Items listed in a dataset
#####

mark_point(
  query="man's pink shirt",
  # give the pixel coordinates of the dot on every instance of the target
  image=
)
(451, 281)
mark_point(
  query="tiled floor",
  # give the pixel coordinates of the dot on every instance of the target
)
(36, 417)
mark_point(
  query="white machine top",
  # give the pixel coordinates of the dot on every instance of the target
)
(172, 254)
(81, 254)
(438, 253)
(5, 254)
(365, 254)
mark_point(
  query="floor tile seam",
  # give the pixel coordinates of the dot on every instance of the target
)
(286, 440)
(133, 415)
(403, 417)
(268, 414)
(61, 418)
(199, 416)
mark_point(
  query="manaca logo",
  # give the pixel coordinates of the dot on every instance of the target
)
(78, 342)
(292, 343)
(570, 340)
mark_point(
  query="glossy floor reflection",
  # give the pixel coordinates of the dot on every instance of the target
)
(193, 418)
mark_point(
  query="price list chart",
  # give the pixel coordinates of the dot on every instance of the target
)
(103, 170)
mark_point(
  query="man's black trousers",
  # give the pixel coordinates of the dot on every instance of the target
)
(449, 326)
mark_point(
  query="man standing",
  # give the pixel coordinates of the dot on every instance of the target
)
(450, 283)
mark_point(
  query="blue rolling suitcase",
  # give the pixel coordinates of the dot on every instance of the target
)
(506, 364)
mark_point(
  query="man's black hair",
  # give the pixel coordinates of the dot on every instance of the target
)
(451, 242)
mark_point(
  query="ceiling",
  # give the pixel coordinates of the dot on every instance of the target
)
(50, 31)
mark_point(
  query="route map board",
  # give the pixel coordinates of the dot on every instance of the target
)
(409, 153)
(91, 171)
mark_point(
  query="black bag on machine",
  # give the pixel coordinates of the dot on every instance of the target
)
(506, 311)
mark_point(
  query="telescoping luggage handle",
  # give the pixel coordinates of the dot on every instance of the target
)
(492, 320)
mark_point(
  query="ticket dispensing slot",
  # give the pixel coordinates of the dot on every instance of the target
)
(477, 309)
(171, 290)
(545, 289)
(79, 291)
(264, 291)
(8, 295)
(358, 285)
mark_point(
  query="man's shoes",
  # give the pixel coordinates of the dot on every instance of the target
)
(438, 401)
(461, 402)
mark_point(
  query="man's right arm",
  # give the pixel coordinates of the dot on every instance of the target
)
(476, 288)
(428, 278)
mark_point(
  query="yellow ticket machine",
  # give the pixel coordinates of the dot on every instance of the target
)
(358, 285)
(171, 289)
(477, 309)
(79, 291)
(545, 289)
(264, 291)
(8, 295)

#####

# Task requirements:
Count the lines in the entries above that contain the word "machine". Reply with the number alone.

# Solution for this task:
3